* **Quoted passage**:
Audio-Visual Speech Understanding in Simulated Telephony Applications by Individuals with Hearing Loss

Linda Kozma-Spytek, Paula Tucker, Christian Vogler · 2013 · Proceedings of the 15th International ACM SIGACCESS Conference on Computers and Accessibility (ASSETS) · doi:10.1145/2513383.2517032

Summary

This paper presents two within-subjects experiments (conducted in 2009 and 2012 with 24 and 22 participants respectively) investigating how video frame rate and audio-video synchrony affect speech understanding by people with hearing loss during simulated video telephone calls. Participants were hard of hearing adults who use voice to communicate and wear hearing devices (hearing aids and/or cochlear implants). The experiments used standardized sentence sets from the CASPER speech perception evaluation system, presented through a simulated wireless phone setup — a flat panel monitor masked with a cardboard cutout mimicking a phone screen. The 2009 experiment tested low frame rates (7.5 and 15 fps) at QCIF resolution typical of 3G networks, with varying audio-video delays. The 2012 experiment replicated key conditions and extended testing to 30 fps at near-CIF resolution, reflecting improvements in LTE networks and devices like the iPhone with FaceTime. Participants repeated sentences they heard/saw, and staff scored words correct — a verbatim repetition method standard in audiology that provides finer-grained assessment than comprehension questions.

Key findings

Adding video to audio significantly improved speech understanding across nearly all conditions, confirming that lipreading enhancement applies to telephony contexts. Higher frame rates produced significantly better performance: increasing from 7.5 to 15 fps yielded significant improvement, as did 7.5 to 30 fps, though the difference between 15 and 30 fps was not significant in the 2009 data. The most striking finding concerned audio-video synchrony asymmetry: when audio was perceived 100 ms ahead of video, speech understanding dropped significantly; when audio was perceived 100 ms behind video, understanding did not degrade compared to perfect synchrony. This asymmetry is explained by the natural 200 ms lead of mouth movements over speech sounds — at low frame rates, early audio eliminates the predictive value of visual cues, while slightly delayed audio preserves it. A critical validation finding revealed that playback hardware and software introduce unpredictable audio-video delays: Windows systems consistently played audio 100 ms early, MacBook Air played audio 30 ms late, Samsung phones varied between 50-90 ms late. This means that encoded synchrony does not guarantee perceived synchrony, posing a serious threat to video accessibility for people with hearing loss.

(Dataset records on object locations)
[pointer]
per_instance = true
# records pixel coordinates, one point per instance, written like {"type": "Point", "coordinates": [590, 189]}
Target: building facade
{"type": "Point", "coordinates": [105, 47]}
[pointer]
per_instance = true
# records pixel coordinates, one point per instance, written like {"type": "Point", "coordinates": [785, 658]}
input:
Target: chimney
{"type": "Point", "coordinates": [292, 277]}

--

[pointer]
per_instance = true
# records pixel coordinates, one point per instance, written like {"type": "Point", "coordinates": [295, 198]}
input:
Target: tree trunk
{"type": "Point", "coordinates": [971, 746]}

--

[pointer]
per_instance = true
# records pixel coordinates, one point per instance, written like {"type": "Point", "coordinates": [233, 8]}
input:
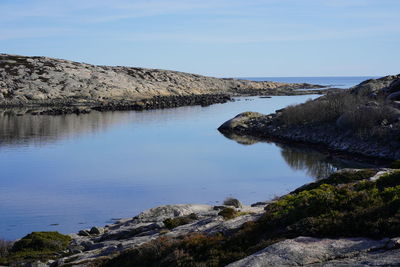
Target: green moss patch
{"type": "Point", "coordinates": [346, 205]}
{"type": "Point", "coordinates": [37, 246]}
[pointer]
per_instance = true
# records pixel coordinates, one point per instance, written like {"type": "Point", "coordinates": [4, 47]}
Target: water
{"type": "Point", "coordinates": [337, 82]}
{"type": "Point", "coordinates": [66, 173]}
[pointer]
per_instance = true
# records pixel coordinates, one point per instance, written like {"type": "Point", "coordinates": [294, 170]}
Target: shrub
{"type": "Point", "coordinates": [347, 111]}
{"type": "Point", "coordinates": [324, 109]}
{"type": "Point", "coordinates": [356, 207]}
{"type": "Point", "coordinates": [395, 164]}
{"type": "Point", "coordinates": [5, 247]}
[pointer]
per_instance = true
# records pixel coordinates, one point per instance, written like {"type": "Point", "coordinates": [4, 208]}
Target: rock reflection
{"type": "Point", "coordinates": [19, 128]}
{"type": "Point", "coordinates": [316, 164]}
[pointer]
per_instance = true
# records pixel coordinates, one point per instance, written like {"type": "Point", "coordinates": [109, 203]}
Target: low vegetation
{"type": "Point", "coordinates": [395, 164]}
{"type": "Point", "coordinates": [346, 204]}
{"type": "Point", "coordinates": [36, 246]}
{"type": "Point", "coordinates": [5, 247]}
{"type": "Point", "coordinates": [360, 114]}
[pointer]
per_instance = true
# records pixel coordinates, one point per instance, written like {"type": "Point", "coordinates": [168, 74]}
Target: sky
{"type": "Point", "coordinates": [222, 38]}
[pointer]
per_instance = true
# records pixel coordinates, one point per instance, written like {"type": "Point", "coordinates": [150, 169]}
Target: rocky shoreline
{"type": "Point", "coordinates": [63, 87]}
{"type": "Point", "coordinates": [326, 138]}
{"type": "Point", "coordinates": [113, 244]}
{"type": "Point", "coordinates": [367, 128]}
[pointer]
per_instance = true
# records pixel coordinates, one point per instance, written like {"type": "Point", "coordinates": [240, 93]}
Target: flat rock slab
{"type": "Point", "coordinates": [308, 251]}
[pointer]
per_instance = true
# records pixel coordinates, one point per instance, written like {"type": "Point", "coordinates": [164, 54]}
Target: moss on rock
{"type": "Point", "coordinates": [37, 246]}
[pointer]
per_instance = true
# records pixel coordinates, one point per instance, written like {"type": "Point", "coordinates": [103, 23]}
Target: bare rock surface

* **Exercise tasks**:
1. In the summary of the video telephony study on hearing loss, how much earlier than video did Windows systems play audio?
2. Translate this sentence from the summary of the video telephony study on hearing loss into Spanish: "Participants were hard of hearing adults who use voice to communicate and wear hearing devices (hearing aids and/or cochlear implants)."
3. Write a continuation of the summary of the video telephony study on hearing loss, picking up after its last sentence.
The data plays no role in this.

* **Final answers**:
1. 100 ms early.

2. Los participantes eran adultos con dificultades auditivas que usan la voz para comunicarse y llevan dispositivos auditivos (audífonos y/o implantes cocleares).

3.
Relevance

This research has direct implications for video calling platforms, streaming services, and any technology that combines audio and video for communication. The finding that small timing differences (100 ms) can significantly impact speech understanding for people with hearing loss means that developers of video telephony applications need to pay careful attention to audio-video synchronization — a technical detail often considered negligible for typical users. The practical recommendation is clear: if perfect synchrony cannot be guaranteed, it is better to slightly delay audio relative to video rather than the reverse. For accessibility practitioners, the study highlights that telecommunications accessibility for hard of hearing users extends well beyond captioning and hearing aid compatibility — video quality parameters like frame rate and synchrony are accessibility concerns. The discovery that hardware and software introduce unpredictable timing shifts across platforms underscores the need for technical standards governing perceived audio-video synchrony in video communication tools.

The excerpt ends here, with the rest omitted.